PROBLEM REQUIREMENTS =>
Start with the line containing "Identify one point per instance of the wooden chair" and write out each line through the end of the listing, exactly as given.

***** GIVEN RECORDS

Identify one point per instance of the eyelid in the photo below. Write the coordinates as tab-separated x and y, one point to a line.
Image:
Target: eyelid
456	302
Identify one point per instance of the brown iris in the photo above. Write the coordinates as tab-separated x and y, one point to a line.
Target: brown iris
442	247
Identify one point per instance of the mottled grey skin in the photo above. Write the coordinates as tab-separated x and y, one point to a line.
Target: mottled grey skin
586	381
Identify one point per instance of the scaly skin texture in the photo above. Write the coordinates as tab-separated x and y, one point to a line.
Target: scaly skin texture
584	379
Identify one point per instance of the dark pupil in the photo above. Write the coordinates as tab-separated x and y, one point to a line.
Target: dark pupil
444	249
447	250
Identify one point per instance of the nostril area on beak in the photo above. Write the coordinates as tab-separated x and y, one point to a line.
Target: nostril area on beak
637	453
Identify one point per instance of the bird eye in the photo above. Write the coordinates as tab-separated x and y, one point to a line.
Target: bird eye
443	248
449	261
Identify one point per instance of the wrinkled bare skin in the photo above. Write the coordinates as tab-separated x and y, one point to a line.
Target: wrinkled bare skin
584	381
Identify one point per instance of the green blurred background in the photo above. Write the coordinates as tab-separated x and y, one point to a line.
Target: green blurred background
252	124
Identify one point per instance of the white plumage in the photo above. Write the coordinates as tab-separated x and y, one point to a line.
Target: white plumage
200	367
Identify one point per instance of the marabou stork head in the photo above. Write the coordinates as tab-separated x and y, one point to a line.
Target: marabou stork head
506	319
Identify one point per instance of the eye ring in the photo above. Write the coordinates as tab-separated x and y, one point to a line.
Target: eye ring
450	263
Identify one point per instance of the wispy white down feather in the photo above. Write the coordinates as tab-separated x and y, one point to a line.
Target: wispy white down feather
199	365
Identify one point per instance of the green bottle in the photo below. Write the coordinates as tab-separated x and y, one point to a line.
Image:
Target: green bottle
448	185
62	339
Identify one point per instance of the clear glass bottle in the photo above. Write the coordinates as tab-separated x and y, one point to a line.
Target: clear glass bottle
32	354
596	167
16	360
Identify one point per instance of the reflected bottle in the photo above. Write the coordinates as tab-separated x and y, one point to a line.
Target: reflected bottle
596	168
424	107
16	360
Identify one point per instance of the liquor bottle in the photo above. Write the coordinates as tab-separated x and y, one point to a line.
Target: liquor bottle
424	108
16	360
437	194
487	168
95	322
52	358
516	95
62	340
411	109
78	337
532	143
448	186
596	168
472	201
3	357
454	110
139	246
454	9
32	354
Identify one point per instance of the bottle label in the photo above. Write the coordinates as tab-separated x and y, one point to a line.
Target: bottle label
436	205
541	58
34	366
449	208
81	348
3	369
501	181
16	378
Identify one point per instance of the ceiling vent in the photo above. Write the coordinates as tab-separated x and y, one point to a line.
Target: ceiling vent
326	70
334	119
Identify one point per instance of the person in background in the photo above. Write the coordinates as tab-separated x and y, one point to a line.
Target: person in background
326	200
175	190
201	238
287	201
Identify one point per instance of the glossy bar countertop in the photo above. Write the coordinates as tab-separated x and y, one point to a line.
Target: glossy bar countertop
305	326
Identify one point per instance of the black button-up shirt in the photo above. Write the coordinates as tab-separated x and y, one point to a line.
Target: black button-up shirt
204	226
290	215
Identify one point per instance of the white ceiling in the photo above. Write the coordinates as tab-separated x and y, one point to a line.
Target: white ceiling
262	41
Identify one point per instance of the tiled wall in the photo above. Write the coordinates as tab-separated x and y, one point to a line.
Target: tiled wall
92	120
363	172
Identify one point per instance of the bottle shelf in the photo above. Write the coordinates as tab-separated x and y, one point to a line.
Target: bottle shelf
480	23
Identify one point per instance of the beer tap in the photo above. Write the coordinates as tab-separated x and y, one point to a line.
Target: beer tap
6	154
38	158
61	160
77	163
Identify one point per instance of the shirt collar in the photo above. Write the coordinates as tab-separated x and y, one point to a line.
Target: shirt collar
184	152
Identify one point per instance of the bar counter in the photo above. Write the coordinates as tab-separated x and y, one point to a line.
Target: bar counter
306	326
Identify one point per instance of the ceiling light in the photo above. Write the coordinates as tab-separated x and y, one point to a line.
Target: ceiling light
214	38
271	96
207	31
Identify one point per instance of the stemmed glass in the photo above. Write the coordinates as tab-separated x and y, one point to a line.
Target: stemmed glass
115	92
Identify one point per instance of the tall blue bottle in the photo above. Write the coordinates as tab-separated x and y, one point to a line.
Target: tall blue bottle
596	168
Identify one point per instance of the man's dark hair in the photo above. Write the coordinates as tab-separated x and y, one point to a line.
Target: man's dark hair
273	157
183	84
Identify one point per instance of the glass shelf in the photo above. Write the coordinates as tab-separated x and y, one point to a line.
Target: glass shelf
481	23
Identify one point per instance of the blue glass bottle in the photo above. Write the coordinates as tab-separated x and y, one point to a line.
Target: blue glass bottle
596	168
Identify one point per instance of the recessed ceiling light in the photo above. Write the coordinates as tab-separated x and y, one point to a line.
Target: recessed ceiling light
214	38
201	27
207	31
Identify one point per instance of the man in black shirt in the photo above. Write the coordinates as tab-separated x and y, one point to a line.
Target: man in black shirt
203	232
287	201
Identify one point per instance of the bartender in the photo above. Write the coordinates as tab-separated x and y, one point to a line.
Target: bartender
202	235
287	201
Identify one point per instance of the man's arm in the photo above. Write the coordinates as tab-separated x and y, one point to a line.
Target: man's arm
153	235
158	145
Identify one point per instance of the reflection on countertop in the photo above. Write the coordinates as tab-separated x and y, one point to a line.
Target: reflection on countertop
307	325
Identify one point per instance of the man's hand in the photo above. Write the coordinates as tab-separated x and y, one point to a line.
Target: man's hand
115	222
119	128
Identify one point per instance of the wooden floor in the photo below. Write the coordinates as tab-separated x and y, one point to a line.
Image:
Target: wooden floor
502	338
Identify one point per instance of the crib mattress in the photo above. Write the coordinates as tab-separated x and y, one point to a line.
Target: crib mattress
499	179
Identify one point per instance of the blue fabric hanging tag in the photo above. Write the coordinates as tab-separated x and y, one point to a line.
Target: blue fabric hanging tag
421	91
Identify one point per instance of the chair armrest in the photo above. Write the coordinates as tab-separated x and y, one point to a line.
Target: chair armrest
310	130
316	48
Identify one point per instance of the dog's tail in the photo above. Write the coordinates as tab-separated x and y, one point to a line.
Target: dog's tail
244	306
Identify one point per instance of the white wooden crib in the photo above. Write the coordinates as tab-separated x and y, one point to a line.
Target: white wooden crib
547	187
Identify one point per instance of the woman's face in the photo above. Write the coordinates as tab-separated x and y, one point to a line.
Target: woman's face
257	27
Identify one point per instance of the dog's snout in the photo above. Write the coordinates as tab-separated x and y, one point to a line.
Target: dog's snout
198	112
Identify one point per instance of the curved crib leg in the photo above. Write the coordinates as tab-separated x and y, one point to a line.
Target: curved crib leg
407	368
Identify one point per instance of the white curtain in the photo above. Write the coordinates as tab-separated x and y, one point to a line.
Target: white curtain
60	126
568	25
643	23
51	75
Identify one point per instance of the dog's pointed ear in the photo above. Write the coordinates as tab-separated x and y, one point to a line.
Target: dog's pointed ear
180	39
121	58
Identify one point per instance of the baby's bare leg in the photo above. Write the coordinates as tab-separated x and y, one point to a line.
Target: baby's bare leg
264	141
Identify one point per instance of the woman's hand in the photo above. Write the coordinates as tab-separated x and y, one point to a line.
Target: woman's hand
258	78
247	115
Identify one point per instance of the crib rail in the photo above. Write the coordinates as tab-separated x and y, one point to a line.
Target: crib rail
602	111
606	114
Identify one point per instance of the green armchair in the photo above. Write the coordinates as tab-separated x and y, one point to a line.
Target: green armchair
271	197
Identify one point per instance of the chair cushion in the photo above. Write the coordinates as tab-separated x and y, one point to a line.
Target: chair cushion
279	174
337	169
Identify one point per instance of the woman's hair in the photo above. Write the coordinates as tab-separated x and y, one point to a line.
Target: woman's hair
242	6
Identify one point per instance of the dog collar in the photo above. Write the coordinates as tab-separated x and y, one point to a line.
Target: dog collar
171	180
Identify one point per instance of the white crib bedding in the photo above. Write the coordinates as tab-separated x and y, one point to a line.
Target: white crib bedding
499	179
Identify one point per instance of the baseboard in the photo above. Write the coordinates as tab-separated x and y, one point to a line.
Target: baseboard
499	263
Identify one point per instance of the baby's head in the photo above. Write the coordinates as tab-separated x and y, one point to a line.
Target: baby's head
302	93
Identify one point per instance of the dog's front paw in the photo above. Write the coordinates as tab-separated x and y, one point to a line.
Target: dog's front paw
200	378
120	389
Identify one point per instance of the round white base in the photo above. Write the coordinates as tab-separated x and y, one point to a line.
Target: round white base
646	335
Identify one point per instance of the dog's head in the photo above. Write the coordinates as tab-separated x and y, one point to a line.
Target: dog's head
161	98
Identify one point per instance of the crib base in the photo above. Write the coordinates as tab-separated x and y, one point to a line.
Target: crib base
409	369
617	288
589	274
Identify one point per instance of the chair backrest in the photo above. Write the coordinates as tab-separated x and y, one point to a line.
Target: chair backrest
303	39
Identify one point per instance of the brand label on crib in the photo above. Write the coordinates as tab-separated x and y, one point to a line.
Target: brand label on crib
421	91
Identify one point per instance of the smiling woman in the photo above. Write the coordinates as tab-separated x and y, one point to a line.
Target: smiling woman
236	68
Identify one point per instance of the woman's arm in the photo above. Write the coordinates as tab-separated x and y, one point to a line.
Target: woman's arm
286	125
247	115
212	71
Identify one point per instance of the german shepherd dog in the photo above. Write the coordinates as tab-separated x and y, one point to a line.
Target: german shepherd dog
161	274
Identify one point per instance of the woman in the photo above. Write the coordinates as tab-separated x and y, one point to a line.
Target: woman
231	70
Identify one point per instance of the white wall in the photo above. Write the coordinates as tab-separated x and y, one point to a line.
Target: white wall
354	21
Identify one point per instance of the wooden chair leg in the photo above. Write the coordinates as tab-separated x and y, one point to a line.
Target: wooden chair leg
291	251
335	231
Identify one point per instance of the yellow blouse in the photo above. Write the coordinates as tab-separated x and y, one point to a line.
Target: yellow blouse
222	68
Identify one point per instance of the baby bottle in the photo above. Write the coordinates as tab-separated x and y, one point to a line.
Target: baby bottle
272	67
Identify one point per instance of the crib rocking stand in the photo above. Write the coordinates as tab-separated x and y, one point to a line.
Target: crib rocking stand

**********

WRITTEN SOLUTION =>
Identify one point per instance of the wooden chair leg in the photo above. Write the coordinates as tab-separated x and y, one point to a line.
Target: wooden chair leg
291	251
335	231
Identify one point per instance of the yellow blouse in the photo above. Write the coordinates as tab-separated x and y, one point to a line.
Target: yellow blouse
222	68
Identify one point per instance of the baby bottle in the photo above. Write the coordinates as tab-separated x and y, one point to a line.
Target: baby bottle
272	67
Identify one point per instance of the crib rocking stand in the photo above. Write the coordinates as tab-separated x and y, one point to a line.
Target: crib rocking stand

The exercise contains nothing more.